課題:
[1] 提示文によると、東海村から阿字ヶ浦までの砂丘の大きさは、東西と南北でそれぞれどれだけか。
[2] 提示文のうち、「現在は、皇大神宮(伊勢神宮内宮)の分霊をまつる宮とされる。」で始まり「約3000年前より5期にわたり形成された。」まで続く部分を、一字も変えずに書き出すこと。
[3] 次の(a)〜(c)が提示文の内容と合うかどうかを「はい」か「いいえ」で答え、判断の決め手となる提示文の語句をそのまま引用すること。
(a) 神幸競馬祭ヤンサマチは昭和4年まで行われていた。
(b) 競馬には10頭の馬が出た。
(c) 1617年の暴風は南西から吹いた。

提示文:

☆ ☆ ☆ ☆

現在は、皇大神宮(伊勢神宮内宮)の分霊をまつる宮とされる。
光圀は社殿を造営。
皇大神宮(伊勢神宮内宮)より分霊を奉遷した。
正月の大祭には水戸藩藩主の参列を例とした。
毎年4月9日、神幸競馬祭ヤンサマチが昭和4年まで行われていた。
6頭の馬が東海村から阿字ヶ浦の磯崎酒列神社の浜まで、
砂浜を約10km競った。
結果により、その年の作物のできをうらなった。
■東海村〜阿字ヶ浦までの砂丘。
砂丘は、東西1.2km・南北10km。
約3000年前より5期にわたり形成された。
第1期。国道245号付近。3000年前。
第2期。縄文中期以降。
第3期。平安時代またはそれ以前。
第4期。江戸時代またはそれ以前。
第5期。1923年の砂丘工事による人工砂丘。

■千々乱風伝説ちちらんぷうでんせつ。
[ひたちなか市]
江戸時代初期。
砂丘一体に、青塚村・大塚村・二亦村があった。
1617年.8/19から75日間の北東の暴風が吹いた。
青塚村・大塚村・二亦村は、砂で埋められ住めなくなった。

☆ ☆ ☆ ☆

データ部:

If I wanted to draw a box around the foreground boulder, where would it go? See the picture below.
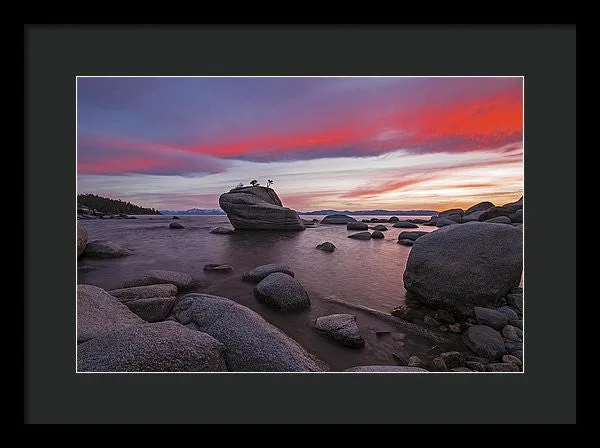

☆ ☆ ☆ ☆

解答一覧:
[1] 東西1.2km、南北10kmである。

[2]
現在は、皇大神宮(伊勢神宮内宮)の分霊をまつる宮とされる。
光圀は社殿を造営。
皇大神宮(伊勢神宮内宮)より分霊を奉遷した。
正月の大祭には水戸藩藩主の参列を例とした。
毎年4月9日、神幸競馬祭ヤンサマチが昭和4年まで行われていた。
6頭の馬が東海村から阿字ヶ浦の磯崎酒列神社の浜まで、
砂浜を約10km競った。
結果により、その年の作物のできをうらなった。
■東海村〜阿字ヶ浦までの砂丘。
砂丘は、東西1.2km・南北10km。
約3000年前より5期にわたり形成された。

[3]
(a) はい。「神幸競馬祭ヤンサマチが昭和4年まで行われていた」
(b) いいえ。「6頭の馬が東海村から阿字ヶ浦の磯崎酒列神社の浜まで、」
(c) いいえ。「75日間の北東の暴風が吹いた」